»»

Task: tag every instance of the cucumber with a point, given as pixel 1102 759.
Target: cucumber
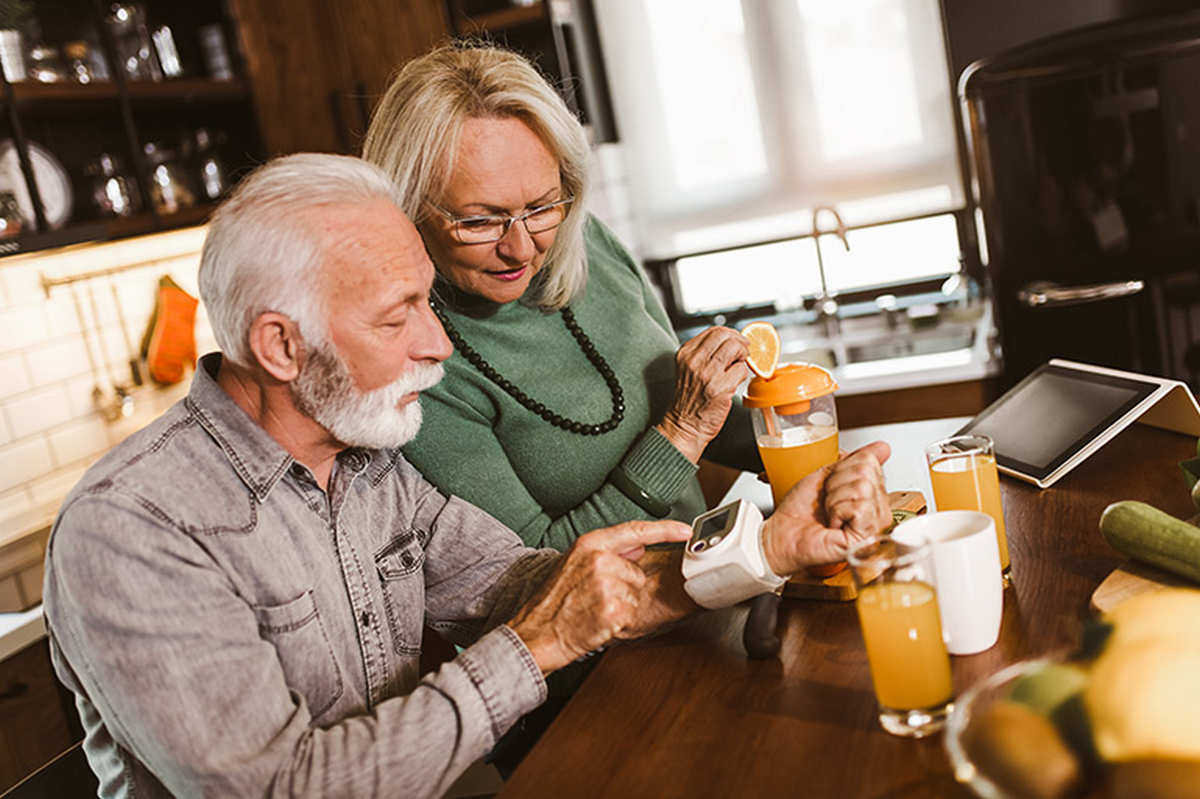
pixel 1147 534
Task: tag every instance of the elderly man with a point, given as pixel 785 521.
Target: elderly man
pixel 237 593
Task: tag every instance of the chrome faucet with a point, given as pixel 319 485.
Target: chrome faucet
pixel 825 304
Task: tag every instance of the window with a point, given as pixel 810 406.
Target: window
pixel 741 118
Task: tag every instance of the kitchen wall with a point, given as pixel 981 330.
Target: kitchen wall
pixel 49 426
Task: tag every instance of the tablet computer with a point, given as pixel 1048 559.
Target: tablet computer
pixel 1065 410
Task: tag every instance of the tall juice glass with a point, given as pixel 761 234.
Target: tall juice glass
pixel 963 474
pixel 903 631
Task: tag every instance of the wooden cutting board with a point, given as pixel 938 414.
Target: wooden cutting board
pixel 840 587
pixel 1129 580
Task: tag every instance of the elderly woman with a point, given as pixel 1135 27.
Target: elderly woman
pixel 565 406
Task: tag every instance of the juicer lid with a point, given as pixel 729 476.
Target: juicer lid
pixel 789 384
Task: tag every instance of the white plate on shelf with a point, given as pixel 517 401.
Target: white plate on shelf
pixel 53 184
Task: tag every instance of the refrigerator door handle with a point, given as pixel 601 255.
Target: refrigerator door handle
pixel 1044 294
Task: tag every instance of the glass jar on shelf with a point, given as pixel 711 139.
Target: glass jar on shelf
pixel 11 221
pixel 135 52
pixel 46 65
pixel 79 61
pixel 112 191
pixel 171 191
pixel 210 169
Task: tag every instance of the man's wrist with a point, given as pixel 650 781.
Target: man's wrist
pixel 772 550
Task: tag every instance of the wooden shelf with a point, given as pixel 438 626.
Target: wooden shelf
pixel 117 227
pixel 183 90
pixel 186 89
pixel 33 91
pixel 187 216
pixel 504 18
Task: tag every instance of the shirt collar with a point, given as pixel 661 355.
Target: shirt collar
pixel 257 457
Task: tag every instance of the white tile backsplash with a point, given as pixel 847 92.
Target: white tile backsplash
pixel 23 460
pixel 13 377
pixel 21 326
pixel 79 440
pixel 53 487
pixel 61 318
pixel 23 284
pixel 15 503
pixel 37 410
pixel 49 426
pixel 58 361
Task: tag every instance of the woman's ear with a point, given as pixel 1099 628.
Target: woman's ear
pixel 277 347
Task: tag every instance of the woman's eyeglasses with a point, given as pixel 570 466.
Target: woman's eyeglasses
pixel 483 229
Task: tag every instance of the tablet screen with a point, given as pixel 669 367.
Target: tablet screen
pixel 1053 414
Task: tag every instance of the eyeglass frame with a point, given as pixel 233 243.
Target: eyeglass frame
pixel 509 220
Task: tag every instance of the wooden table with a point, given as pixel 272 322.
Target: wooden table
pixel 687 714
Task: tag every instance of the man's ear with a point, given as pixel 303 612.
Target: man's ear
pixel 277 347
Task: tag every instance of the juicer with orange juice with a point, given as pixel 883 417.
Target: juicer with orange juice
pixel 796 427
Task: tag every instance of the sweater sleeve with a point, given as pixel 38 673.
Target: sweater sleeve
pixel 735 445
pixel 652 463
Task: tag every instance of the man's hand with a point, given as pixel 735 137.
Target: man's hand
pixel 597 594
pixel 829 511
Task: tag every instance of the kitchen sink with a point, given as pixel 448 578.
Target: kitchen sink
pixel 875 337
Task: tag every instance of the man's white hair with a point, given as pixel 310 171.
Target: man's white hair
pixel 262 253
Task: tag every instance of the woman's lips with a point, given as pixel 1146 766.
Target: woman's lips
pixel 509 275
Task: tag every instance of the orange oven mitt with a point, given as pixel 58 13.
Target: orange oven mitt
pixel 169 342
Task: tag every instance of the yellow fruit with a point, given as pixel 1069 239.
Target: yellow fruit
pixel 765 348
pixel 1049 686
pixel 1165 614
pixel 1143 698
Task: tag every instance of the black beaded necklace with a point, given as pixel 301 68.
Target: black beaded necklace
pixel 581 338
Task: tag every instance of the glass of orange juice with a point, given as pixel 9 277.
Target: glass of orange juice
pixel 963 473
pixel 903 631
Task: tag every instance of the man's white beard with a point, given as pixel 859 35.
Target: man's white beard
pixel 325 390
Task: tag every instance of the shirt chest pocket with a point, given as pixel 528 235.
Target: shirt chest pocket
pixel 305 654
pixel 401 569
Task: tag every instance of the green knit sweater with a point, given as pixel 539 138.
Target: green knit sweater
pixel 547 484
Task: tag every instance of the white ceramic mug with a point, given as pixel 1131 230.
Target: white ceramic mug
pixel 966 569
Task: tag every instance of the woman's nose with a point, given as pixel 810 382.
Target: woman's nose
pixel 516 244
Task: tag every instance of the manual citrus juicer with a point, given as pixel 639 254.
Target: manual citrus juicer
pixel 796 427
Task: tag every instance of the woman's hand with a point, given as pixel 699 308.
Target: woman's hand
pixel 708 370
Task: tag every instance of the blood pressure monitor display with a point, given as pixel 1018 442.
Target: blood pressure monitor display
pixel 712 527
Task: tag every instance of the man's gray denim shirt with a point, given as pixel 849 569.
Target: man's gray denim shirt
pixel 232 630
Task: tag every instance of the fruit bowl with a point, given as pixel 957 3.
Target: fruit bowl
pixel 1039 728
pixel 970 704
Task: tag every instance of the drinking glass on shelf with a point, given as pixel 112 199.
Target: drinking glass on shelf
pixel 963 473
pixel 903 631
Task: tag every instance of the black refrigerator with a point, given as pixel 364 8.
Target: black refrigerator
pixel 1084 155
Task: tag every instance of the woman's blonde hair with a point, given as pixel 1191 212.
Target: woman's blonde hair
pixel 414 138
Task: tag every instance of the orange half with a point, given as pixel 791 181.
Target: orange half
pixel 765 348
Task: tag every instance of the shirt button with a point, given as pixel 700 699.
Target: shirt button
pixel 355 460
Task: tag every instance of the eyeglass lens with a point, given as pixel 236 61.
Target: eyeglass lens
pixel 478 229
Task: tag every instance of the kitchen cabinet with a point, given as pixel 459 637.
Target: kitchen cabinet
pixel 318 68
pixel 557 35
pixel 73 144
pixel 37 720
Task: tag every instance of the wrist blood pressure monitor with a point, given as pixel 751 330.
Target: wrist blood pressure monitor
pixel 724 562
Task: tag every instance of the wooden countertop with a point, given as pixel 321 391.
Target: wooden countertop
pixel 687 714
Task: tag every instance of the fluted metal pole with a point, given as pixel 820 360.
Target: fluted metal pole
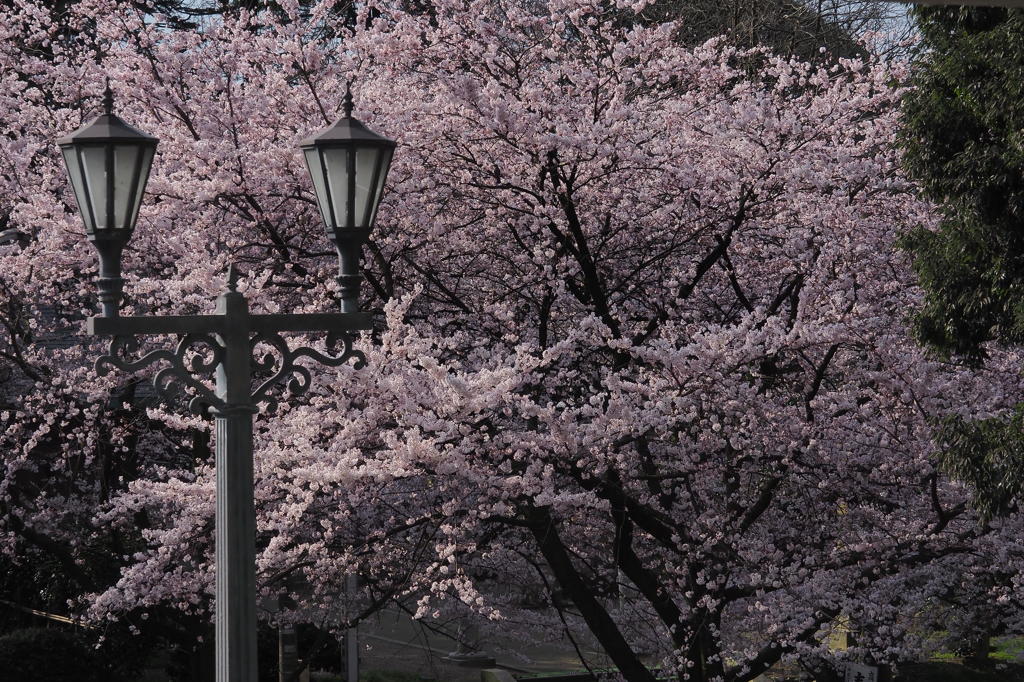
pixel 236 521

««

Taking the entries above, print exactly the lines starting at the line with "Task: tag every instance of the white ceramic" and ending at the line with "Task: tag every instance of the kitchen cabinet", both included.

◆ Answer box
Task: tag every instance of the white ceramic mug with a point, given as pixel 1131 230.
Target: white ceramic mug
pixel 966 569
Task: tag every instance of the woman's nose with a point, given as pixel 810 382.
Target: woman's nose
pixel 516 244
Task: tag every instance of the manual citrus juicer with a point, given as pixel 639 254.
Target: manual citrus juicer
pixel 796 427
Task: tag every instance of the woman's hand with a point, given as pixel 699 308.
Target: woman's hand
pixel 708 370
Task: tag every instance of the blood pressure monitor display with a point, given as pixel 1018 442.
Target: blood pressure monitor display
pixel 712 527
Task: tag every instance of the man's gray denim shirt with a point, given as pixel 849 569.
Target: man's gray denim shirt
pixel 232 630
Task: tag every instance of the fruit bowl with a point, given as pixel 957 3.
Target: fruit bowl
pixel 1039 728
pixel 970 704
Task: tag every instance of the drinking glass on shelf with a point, given as pixel 112 199.
Target: drinking glass on shelf
pixel 963 473
pixel 903 631
Task: tag every instance of the black refrigerator with a point, given as pixel 364 8.
Target: black refrigerator
pixel 1084 155
Task: tag every instance of the woman's blonde hair with a point, given as pixel 1191 212.
Target: woman's blonde hair
pixel 414 138
Task: tag every instance of the orange half with a point, given as pixel 791 181.
Target: orange half
pixel 765 348
Task: tag every instance of the shirt button with a point, given as pixel 700 699.
Target: shirt button
pixel 355 460
Task: tag every instance of the eyeglass lens with a point, given as pixel 236 61.
Target: eyeglass lens
pixel 478 229
Task: tag every instance of the kitchen cabinet with a point, given as pixel 459 637.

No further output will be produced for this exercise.